(Natural language region descriptions)
++++++

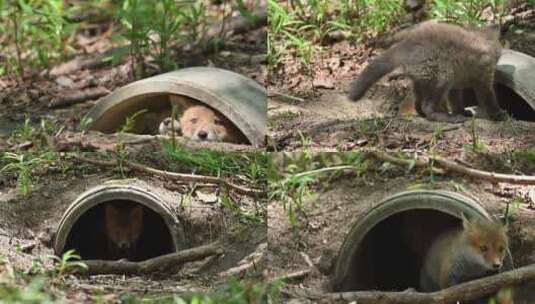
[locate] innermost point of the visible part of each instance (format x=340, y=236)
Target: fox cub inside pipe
x=441, y=60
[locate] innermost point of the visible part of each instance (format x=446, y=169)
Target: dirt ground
x=332, y=212
x=28, y=224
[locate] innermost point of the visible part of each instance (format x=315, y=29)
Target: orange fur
x=123, y=225
x=460, y=255
x=201, y=123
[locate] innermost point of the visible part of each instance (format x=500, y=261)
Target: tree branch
x=178, y=176
x=463, y=292
x=451, y=166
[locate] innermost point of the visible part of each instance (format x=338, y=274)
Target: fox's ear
x=137, y=211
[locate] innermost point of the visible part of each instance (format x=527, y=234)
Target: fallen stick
x=451, y=166
x=468, y=291
x=78, y=97
x=239, y=24
x=159, y=263
x=490, y=176
x=293, y=276
x=174, y=175
x=93, y=140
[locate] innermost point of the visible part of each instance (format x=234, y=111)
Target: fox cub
x=460, y=255
x=123, y=225
x=200, y=123
x=441, y=60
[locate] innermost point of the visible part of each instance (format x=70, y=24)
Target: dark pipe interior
x=511, y=102
x=391, y=254
x=89, y=239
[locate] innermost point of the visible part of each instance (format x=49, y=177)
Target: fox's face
x=200, y=123
x=123, y=225
x=489, y=239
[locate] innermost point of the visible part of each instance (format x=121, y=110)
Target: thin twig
x=464, y=292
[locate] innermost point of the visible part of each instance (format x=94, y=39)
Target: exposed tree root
x=463, y=292
x=178, y=176
x=451, y=166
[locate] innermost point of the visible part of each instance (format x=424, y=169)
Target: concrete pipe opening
x=386, y=246
x=239, y=99
x=116, y=220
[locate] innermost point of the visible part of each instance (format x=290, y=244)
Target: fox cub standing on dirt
x=460, y=255
x=441, y=59
x=201, y=123
x=123, y=226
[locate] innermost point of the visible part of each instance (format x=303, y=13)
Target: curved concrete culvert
x=82, y=226
x=238, y=98
x=514, y=85
x=386, y=246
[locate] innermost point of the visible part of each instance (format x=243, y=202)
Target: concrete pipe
x=238, y=98
x=84, y=225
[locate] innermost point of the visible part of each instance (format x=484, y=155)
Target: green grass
x=293, y=177
x=37, y=34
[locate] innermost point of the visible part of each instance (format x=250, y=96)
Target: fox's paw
x=457, y=119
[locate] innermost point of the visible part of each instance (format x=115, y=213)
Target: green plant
x=135, y=16
x=206, y=161
x=25, y=132
x=466, y=11
x=292, y=179
x=130, y=122
x=248, y=217
x=121, y=155
x=67, y=262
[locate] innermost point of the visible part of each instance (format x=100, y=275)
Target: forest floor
x=315, y=104
x=56, y=177
x=337, y=204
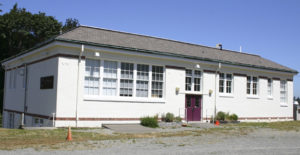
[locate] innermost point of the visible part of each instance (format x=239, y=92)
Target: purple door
x=193, y=107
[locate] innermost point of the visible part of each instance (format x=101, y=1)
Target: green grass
x=287, y=126
x=56, y=139
x=0, y=120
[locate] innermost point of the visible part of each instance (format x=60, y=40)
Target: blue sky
x=269, y=28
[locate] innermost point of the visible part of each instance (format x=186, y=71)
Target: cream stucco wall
x=93, y=111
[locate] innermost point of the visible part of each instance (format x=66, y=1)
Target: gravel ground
x=260, y=141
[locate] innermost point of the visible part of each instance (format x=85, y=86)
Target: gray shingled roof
x=147, y=43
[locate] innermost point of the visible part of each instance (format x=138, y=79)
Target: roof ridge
x=225, y=50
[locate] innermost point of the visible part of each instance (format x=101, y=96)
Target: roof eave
x=176, y=55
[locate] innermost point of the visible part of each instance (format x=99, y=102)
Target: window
x=157, y=81
x=252, y=85
x=225, y=83
x=283, y=92
x=126, y=82
x=188, y=79
x=92, y=76
x=270, y=87
x=37, y=122
x=192, y=81
x=13, y=79
x=11, y=120
x=142, y=80
x=46, y=82
x=110, y=78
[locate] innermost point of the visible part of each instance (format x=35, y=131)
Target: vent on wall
x=219, y=46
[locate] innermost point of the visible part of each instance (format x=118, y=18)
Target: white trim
x=124, y=99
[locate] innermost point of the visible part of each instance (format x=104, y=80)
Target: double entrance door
x=193, y=107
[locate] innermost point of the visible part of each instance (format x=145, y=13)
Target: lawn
x=0, y=120
x=54, y=139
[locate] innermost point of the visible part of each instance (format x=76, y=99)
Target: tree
x=21, y=30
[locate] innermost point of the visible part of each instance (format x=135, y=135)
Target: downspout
x=25, y=95
x=215, y=105
x=78, y=76
x=3, y=101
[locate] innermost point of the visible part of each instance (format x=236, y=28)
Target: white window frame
x=116, y=79
x=251, y=86
x=127, y=80
x=142, y=80
x=285, y=91
x=134, y=97
x=270, y=87
x=13, y=78
x=193, y=77
x=225, y=86
x=162, y=81
x=95, y=77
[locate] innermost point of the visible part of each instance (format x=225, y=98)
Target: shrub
x=149, y=121
x=169, y=117
x=234, y=117
x=178, y=119
x=220, y=116
x=228, y=117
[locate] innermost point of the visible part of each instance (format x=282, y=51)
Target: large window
x=283, y=92
x=142, y=80
x=92, y=75
x=270, y=87
x=252, y=85
x=157, y=81
x=110, y=71
x=192, y=80
x=112, y=78
x=225, y=83
x=126, y=82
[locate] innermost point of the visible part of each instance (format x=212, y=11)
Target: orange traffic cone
x=217, y=123
x=69, y=137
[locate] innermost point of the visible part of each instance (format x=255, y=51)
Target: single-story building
x=90, y=76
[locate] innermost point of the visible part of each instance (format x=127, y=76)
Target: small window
x=157, y=81
x=188, y=80
x=252, y=85
x=283, y=92
x=46, y=82
x=270, y=87
x=225, y=83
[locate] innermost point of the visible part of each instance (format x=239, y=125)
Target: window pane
x=142, y=80
x=197, y=84
x=188, y=83
x=157, y=82
x=126, y=82
x=92, y=74
x=221, y=86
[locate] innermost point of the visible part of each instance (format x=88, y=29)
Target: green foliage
x=220, y=116
x=21, y=30
x=234, y=117
x=149, y=121
x=178, y=119
x=169, y=117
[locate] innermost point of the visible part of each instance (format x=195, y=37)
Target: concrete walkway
x=128, y=128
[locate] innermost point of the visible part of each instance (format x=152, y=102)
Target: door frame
x=201, y=107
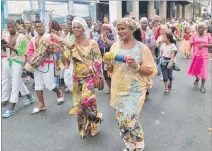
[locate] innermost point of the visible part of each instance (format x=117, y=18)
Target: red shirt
x=157, y=34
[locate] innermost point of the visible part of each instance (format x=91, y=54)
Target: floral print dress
x=83, y=86
x=128, y=93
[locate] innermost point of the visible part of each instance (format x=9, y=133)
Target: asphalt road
x=175, y=122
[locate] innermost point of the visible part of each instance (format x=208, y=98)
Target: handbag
x=99, y=80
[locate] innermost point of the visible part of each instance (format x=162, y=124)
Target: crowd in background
x=151, y=44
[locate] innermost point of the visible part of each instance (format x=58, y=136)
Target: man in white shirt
x=90, y=31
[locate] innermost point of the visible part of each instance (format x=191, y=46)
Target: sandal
x=9, y=113
x=202, y=90
x=37, y=110
x=196, y=82
x=29, y=102
x=166, y=91
x=4, y=103
x=94, y=130
x=74, y=110
x=170, y=85
x=60, y=100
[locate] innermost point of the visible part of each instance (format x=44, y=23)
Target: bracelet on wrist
x=138, y=68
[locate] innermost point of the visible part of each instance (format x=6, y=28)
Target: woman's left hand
x=85, y=72
x=201, y=46
x=131, y=62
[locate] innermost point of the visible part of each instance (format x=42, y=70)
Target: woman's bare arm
x=67, y=43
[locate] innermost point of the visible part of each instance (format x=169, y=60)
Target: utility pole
x=2, y=15
x=42, y=10
x=193, y=9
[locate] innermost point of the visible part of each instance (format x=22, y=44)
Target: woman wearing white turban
x=87, y=61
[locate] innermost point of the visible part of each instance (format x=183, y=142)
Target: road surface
x=174, y=122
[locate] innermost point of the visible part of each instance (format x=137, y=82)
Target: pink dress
x=200, y=62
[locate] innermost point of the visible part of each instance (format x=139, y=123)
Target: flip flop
x=60, y=101
x=37, y=110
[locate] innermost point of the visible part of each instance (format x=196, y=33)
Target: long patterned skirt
x=131, y=131
x=85, y=98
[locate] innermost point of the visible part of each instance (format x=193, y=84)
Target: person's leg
x=49, y=82
x=5, y=81
x=68, y=78
x=170, y=77
x=196, y=80
x=25, y=91
x=15, y=72
x=165, y=77
x=130, y=131
x=88, y=117
x=77, y=93
x=108, y=80
x=203, y=90
x=39, y=86
x=157, y=53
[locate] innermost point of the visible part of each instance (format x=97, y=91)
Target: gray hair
x=143, y=19
x=10, y=21
x=201, y=24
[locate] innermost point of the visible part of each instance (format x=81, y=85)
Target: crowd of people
x=78, y=57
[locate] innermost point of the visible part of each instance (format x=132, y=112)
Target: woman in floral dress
x=129, y=83
x=87, y=61
x=199, y=66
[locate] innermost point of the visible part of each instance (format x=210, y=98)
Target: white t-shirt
x=167, y=49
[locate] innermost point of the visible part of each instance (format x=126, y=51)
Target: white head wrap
x=80, y=21
x=144, y=19
x=201, y=24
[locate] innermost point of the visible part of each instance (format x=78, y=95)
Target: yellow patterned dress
x=128, y=92
x=83, y=86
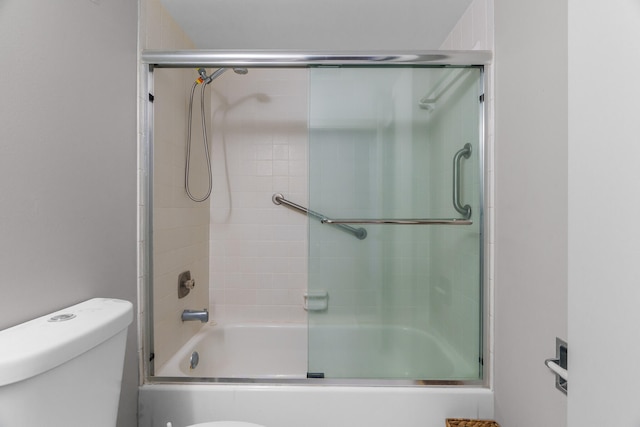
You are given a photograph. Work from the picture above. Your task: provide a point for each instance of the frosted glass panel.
(404, 302)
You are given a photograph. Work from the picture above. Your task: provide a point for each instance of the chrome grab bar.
(279, 199)
(404, 221)
(466, 153)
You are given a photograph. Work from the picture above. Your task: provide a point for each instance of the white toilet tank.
(65, 369)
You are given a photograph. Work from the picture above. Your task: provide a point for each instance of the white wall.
(604, 183)
(67, 161)
(531, 208)
(259, 147)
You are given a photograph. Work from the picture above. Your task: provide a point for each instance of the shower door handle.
(457, 159)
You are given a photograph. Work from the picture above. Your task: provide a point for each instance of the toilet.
(65, 369)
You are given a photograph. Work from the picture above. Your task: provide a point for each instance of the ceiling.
(337, 25)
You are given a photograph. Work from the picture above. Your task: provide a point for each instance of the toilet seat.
(226, 424)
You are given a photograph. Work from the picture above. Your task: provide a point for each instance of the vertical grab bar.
(457, 204)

++++++

== Work instructions ==
Where the data above reaches the line holding "Target: lawn", begin printing, and stop after the line holding "(format x=239, y=125)". Each line must be reproduced exactly, with nothing else added.

== Solution for this task ==
Target: lawn
x=0, y=120
x=54, y=139
[locate] innermost point of the visible part of each instance (format x=76, y=99)
Target: tree
x=21, y=30
[locate] innermost point of the visible part of each instance (format x=135, y=135)
Target: downspout
x=25, y=95
x=215, y=105
x=78, y=76
x=3, y=101
[locate] innermost point of the visible part of each instance (format x=236, y=28)
Target: white window frame
x=116, y=79
x=251, y=86
x=127, y=80
x=142, y=80
x=285, y=91
x=134, y=97
x=270, y=87
x=13, y=78
x=193, y=77
x=225, y=86
x=162, y=81
x=95, y=77
[locate] innermost point of the visible part of each instance (format x=225, y=98)
Target: shrub
x=149, y=121
x=169, y=117
x=234, y=117
x=178, y=119
x=220, y=116
x=228, y=117
[locate] innermost point of the visible part of each instance (format x=282, y=51)
Target: large window
x=283, y=92
x=142, y=80
x=92, y=75
x=270, y=87
x=252, y=85
x=157, y=81
x=110, y=71
x=192, y=80
x=112, y=78
x=225, y=83
x=126, y=82
[locate] innermost point of the visible part of each instance (format x=212, y=11)
Target: orange traffic cone
x=217, y=123
x=69, y=137
[locate] innermost point of the visible part of each instance (format x=255, y=51)
Target: single-story building
x=90, y=76
[locate] innermost point of the visible part of each instance (format x=127, y=76)
Target: small window
x=157, y=81
x=188, y=80
x=252, y=85
x=283, y=92
x=46, y=82
x=270, y=87
x=225, y=83
[locate] innermost point of the visible part of each instance (format x=239, y=125)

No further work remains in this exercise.